**Problem 1:**
Using the Flask-Assistant overview, answer each question below.
(a) What does the Flask-Assistant framework use for natural language processing?
(b) Which version of Python does the overview say to use?
(c) What did the writer not expect Flask-Assistant to attract?
**Problem 2:** Carry the Flask-Assistant overview forward from its final sentence, in the same voice.

**** Source document

An Overview of Python, Flask, and Flask-Assistant

This past year I've been developing a python package called Flask-Assistant. It's goal is to serve as a framework for easily creating Voice/Conversational User interfaces. The framework uses API.AI for it's natural language processing and integration into other platforms.

One awesome thing I didn't expect was the amount of people it attracted who were new to python or programming in general.

So here's a very lightwieght overview of the ecosystems you'll be working with when you use flask-assistant to create apps/bots/virtual-assistants or whatever else you want to call them.


This is by no means a great turorial for python. I am leaving out a lot of important fundamentals, that you will most defintiely need as you learn to program.

Here, I am only providing the bare minimum needed to get started with flask-assistant.

Python is a programming language that you need to have installed on your computer. (Almost) eveything you do with flask-assisatant will be written in this language.

Also, we're going to use python 3! Just forget about python 2.

********
**** Listing

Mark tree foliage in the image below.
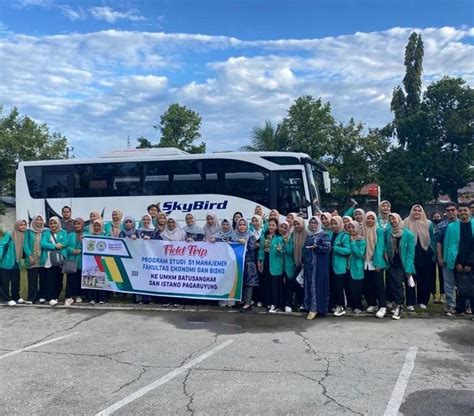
[0,107,67,195]
[137,103,206,153]
[242,121,289,152]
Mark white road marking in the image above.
[384,347,418,416]
[0,332,78,360]
[96,339,234,416]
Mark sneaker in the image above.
[306,312,317,321]
[392,306,402,321]
[375,308,387,319]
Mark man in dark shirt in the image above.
[434,202,458,312]
[61,205,74,233]
[455,204,474,313]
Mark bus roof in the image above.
[19,148,327,171]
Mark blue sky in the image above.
[0,0,474,157]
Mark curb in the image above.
[0,303,474,320]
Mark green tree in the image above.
[0,107,67,199]
[379,32,431,204]
[136,103,206,153]
[136,136,154,149]
[377,147,431,212]
[421,77,474,202]
[242,121,288,152]
[157,103,206,153]
[281,95,336,160]
[325,119,389,204]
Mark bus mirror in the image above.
[323,171,331,194]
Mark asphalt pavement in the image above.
[0,306,474,416]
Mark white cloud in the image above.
[89,6,145,23]
[57,5,87,21]
[0,27,474,156]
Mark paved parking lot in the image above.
[0,307,474,416]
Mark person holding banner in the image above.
[304,217,331,321]
[105,209,123,237]
[215,219,232,243]
[203,212,220,243]
[24,215,46,305]
[119,217,137,238]
[155,212,166,233]
[160,217,186,241]
[89,211,102,234]
[0,220,28,306]
[183,213,204,243]
[84,218,107,305]
[278,221,296,312]
[132,214,161,240]
[64,218,84,306]
[258,218,284,313]
[232,218,258,312]
[41,217,67,306]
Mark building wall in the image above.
[0,207,16,231]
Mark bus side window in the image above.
[277,170,307,215]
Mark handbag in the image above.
[63,260,77,274]
[49,233,64,267]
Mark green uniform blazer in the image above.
[0,233,18,270]
[283,234,296,279]
[41,229,68,264]
[331,231,351,274]
[66,232,82,270]
[443,218,474,270]
[258,235,284,276]
[385,226,416,274]
[23,230,47,268]
[349,239,367,280]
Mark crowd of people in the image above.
[0,201,474,320]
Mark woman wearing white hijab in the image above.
[161,217,186,241]
[384,213,415,320]
[202,212,220,243]
[403,204,435,309]
[183,213,204,243]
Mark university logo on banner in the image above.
[82,236,246,300]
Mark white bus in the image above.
[16,148,330,224]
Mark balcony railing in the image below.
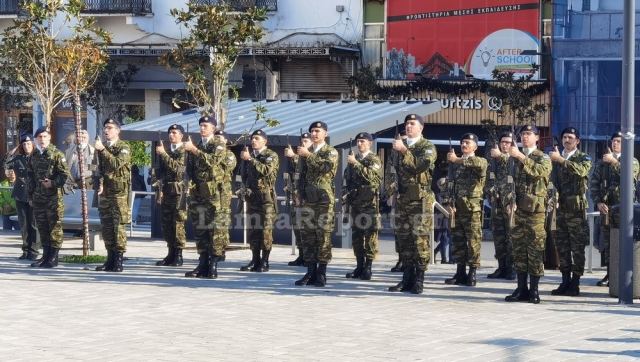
[82,0,151,15]
[193,0,278,11]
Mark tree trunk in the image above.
[73,92,90,256]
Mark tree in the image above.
[162,0,267,129]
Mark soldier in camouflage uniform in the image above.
[505,125,552,304]
[589,132,640,286]
[343,132,382,280]
[5,134,40,260]
[549,127,591,296]
[295,122,338,287]
[485,132,516,280]
[94,118,131,272]
[27,127,69,268]
[389,114,437,294]
[445,133,487,286]
[151,124,187,266]
[213,130,237,261]
[284,132,312,266]
[240,130,280,272]
[183,116,226,279]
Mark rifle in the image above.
[151,132,163,205]
[447,137,456,229]
[178,123,191,211]
[340,138,355,224]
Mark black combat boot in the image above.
[551,271,571,295]
[184,252,209,278]
[156,246,175,266]
[411,266,424,294]
[487,259,505,279]
[313,263,327,287]
[466,266,476,287]
[31,245,50,268]
[389,264,416,292]
[596,265,609,287]
[169,248,184,266]
[360,258,373,280]
[111,251,124,273]
[564,273,580,297]
[295,263,316,285]
[240,249,260,271]
[40,247,60,268]
[96,250,114,271]
[287,248,304,266]
[345,255,364,279]
[256,250,271,273]
[391,256,404,273]
[504,273,529,302]
[444,264,467,285]
[529,275,540,304]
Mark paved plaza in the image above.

********

**Exercise output 1:**
(a) API.AI
(b) Python 3
(c) A number of people who were new to Python or to programming in general

**Exercise output 2:**
Absolute beginners (or anyone) should check out these resources:

  • Automate the Boring Stuff

    Great for the absoulte beginner. Walks you through the python instalation, basics Each chapter guides you through creating a program that is actually useful. This book gave me a much needed start-to-finish understanding of how lines of code become the program you have in your head. Check this out to advance from "I know what functions are" to "I know how to create a program to solve a probelm I have."

  • Hitchiker's Guide to Python

    The essential guide written by the Python Overlord himself, Kenneth Reitz. This will give you a great foundation for setting up and writing python using best practices.

Installing Python

Before we do anything you're going to need python on your machine. There are plenty of resources out there for installing, but this guide should do help just fine.

Virtual Environments

Although they aren't necessary its highly reccommended to use them.

In addidtion to the python you just installed, your machine comes with its own python version that it needs to do all its own fancy stuff. As you begin working on different projects, you'll be installing a lot of third party libraries. The point of virtual enevironemtns is that it keeps each project's dependencies and interpretor isolated from your other projects (AND YOUR MACHINE's python). Your machine uses it's own python version to do lot's of important things that make your computer work properly, so you dont want to dirty it up with things it doesnt need.

There's a few ways to manage virtual environments. I use pyenv, but honestly just chose the one that seems the simplest to you:

The Basics

Python offers a very simple syntax that makes it pretty easy to get going. If you're new to programming, it may feel a bit daunting when you read about things like OOP, test driven development, generators, async/await...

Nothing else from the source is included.